## EXERCISE DETAILS
Make an exact copy of the entries, and keep any pictures out of it.

## RECORD EXCERPTS
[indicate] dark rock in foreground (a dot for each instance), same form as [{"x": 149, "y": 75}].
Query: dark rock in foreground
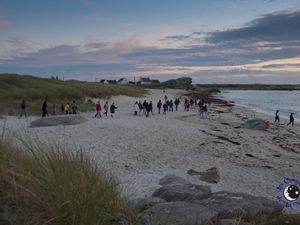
[
  {"x": 58, "y": 120},
  {"x": 185, "y": 192},
  {"x": 189, "y": 204}
]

## YOUR RESPONSE
[indicate] dark rock in foreground (a dot for each instance), same form as [{"x": 149, "y": 75}].
Query: dark rock in foreground
[
  {"x": 58, "y": 120},
  {"x": 185, "y": 192},
  {"x": 189, "y": 204}
]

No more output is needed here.